What is asked
Please list every line in the items that contains the string "dress", copying each line in full.

begin Available records

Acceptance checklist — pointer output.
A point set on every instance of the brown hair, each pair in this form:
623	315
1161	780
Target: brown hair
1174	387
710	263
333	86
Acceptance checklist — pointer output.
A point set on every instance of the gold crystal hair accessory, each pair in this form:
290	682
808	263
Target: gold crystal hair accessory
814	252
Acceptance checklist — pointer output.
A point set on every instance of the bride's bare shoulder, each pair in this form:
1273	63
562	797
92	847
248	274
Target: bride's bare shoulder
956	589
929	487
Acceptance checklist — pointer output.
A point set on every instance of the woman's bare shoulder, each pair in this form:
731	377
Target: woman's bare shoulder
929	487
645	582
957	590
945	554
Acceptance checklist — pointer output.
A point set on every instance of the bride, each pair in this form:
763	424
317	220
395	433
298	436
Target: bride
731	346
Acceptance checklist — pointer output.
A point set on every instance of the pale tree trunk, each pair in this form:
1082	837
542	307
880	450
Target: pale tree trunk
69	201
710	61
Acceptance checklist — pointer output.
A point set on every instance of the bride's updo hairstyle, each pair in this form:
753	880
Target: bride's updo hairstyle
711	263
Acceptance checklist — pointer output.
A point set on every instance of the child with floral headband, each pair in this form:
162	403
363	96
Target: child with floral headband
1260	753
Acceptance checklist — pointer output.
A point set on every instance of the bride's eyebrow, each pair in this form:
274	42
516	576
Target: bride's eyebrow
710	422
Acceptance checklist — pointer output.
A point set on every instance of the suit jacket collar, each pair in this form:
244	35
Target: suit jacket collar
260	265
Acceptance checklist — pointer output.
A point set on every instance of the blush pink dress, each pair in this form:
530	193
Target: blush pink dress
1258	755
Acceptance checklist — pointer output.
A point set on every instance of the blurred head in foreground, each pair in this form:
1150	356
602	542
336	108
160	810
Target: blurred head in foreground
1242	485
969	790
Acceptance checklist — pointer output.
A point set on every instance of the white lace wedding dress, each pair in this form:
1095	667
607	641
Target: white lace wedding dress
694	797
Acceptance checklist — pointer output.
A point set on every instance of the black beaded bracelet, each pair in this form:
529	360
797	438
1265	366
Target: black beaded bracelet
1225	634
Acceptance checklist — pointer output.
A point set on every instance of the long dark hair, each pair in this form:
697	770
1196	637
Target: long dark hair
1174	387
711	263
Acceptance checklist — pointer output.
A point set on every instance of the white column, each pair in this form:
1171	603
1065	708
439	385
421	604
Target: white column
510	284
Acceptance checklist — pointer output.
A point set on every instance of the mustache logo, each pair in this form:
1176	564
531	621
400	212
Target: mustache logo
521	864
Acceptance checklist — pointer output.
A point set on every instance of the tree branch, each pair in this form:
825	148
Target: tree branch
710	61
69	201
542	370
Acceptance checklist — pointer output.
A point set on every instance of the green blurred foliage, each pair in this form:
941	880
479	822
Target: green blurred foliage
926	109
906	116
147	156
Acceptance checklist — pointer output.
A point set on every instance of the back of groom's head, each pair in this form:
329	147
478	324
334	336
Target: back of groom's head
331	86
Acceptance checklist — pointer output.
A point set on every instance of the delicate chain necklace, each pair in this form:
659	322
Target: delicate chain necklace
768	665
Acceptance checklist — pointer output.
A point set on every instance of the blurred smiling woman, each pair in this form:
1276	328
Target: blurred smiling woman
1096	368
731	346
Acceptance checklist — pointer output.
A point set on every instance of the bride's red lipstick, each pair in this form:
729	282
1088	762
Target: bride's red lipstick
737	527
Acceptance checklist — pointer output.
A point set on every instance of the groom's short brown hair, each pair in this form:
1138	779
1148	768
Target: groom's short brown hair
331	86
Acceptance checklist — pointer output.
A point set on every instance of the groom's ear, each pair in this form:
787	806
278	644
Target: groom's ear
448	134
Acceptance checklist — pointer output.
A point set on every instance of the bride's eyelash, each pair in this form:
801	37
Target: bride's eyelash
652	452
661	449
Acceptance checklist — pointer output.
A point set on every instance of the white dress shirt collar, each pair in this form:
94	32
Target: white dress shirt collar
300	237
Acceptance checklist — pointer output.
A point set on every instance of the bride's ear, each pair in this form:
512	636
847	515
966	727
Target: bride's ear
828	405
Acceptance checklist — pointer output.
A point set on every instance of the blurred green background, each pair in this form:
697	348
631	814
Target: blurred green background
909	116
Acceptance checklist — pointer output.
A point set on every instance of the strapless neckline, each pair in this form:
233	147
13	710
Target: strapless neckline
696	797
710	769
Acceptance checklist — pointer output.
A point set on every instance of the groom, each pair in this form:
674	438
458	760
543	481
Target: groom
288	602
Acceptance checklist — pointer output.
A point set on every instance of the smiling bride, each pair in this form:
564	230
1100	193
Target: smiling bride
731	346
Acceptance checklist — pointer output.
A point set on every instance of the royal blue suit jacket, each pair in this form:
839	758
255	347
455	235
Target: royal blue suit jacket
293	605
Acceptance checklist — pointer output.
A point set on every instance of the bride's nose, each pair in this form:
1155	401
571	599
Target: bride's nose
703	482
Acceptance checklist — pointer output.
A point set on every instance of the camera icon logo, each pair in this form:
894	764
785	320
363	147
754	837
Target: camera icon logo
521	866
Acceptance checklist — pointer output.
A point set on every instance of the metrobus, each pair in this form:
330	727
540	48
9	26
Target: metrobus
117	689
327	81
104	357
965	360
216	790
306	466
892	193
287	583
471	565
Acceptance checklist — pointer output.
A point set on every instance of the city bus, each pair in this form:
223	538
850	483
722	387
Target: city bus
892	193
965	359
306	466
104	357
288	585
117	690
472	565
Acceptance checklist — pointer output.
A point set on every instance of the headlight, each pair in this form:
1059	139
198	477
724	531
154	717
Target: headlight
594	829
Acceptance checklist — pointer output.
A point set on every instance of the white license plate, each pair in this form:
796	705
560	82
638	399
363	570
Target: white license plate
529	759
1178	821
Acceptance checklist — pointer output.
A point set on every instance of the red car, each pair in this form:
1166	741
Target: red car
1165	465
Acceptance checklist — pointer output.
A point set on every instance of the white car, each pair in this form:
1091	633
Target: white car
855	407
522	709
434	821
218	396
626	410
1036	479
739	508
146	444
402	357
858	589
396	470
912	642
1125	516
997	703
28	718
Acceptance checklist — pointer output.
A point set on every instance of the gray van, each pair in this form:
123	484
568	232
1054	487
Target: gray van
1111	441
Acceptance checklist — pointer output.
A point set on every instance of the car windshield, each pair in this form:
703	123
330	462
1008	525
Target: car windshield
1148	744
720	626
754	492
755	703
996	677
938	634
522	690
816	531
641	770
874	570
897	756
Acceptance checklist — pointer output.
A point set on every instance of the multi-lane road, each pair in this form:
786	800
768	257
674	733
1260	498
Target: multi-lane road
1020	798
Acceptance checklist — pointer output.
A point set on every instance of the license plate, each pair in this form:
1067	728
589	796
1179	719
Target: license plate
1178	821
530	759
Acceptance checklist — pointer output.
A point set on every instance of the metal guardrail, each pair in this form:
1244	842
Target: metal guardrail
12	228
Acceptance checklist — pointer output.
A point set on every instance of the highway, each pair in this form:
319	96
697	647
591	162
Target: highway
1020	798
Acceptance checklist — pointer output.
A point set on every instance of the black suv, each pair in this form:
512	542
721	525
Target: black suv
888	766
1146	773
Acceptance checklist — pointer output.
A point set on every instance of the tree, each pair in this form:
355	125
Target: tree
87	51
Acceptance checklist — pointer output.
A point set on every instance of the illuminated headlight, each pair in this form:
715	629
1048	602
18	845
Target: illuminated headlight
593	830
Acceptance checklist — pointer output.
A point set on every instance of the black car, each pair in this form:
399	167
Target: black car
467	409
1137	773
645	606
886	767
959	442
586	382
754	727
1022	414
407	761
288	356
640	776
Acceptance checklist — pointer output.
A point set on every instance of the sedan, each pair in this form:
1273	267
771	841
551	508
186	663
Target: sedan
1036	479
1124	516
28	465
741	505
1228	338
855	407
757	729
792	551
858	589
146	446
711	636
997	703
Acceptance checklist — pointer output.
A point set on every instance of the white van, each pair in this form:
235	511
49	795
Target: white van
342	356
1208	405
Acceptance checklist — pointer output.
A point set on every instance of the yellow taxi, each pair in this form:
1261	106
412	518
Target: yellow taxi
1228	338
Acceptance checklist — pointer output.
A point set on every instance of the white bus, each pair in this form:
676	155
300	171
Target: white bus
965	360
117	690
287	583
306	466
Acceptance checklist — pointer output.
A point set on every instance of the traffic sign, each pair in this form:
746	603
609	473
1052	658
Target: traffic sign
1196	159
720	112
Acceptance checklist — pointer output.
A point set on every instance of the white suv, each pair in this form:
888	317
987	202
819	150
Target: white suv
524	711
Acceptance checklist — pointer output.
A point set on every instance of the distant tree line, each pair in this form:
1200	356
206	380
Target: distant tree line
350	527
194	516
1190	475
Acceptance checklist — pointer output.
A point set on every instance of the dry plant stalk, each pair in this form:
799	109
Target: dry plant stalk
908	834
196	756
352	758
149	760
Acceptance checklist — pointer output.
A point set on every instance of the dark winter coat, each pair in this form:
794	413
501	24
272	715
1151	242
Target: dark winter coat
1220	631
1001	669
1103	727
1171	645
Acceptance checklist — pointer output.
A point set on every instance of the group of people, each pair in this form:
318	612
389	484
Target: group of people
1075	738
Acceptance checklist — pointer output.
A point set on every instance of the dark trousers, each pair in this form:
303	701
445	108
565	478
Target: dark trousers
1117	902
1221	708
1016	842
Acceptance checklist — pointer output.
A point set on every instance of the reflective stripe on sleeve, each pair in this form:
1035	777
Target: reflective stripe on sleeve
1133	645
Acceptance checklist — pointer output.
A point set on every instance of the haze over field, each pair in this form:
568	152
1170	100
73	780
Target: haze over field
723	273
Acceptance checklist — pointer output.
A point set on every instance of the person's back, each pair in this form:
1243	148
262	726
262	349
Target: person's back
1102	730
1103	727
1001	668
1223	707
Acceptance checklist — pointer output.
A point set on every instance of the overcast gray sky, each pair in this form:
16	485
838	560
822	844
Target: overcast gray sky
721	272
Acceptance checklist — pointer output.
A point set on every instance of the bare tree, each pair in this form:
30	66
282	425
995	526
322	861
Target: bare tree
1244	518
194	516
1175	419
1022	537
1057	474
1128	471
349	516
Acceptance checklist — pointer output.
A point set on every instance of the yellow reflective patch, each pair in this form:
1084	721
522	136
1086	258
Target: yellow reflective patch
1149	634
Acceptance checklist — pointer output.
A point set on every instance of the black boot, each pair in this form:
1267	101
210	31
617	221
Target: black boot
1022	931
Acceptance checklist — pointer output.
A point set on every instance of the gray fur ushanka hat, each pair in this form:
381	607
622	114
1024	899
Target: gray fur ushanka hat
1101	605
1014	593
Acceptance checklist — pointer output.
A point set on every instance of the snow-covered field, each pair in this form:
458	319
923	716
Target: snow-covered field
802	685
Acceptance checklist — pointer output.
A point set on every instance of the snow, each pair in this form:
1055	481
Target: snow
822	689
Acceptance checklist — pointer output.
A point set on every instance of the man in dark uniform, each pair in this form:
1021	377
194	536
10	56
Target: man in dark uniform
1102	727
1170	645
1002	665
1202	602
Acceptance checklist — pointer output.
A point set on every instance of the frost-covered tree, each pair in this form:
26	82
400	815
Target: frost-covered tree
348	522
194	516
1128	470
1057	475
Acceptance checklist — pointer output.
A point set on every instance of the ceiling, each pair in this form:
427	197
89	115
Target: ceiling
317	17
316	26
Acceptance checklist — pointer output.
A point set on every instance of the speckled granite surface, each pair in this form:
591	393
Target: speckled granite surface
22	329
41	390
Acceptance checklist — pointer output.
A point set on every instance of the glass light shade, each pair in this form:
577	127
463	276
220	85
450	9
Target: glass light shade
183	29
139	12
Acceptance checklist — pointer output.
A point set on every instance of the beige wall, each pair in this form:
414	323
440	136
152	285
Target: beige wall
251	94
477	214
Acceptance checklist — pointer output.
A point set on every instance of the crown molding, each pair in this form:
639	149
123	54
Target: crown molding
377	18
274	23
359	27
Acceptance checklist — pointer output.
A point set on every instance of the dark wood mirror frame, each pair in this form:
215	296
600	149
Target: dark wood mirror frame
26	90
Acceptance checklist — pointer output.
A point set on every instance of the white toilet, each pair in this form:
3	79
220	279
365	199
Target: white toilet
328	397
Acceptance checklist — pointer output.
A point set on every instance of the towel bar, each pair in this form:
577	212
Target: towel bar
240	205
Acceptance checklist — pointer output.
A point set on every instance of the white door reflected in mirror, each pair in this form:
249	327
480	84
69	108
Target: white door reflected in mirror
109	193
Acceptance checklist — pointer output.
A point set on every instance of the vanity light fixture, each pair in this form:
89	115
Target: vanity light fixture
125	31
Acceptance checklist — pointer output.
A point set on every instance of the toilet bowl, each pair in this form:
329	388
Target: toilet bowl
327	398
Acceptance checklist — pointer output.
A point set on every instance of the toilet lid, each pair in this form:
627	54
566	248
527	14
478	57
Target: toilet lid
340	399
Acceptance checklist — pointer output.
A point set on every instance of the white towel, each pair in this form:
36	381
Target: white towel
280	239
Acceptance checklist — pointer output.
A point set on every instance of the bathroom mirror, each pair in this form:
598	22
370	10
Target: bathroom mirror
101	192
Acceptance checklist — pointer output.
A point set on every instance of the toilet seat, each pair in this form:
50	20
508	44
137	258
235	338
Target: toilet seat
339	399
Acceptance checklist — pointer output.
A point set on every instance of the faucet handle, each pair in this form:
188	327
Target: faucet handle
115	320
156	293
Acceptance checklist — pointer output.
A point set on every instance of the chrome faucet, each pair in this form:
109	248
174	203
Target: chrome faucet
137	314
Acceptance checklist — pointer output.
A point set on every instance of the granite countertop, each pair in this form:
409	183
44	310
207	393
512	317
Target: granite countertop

end Available records

Result of this exercise
A point set on every instance of the blush pink dress, each pair in this form:
Target: blush pink dress
A point set on every instance of the white lace wedding dress, each pair in this form:
Target: white lace wedding dress
A point set on every instance of the white dress shirt collar, each pair in this form:
Target: white dress shirt collar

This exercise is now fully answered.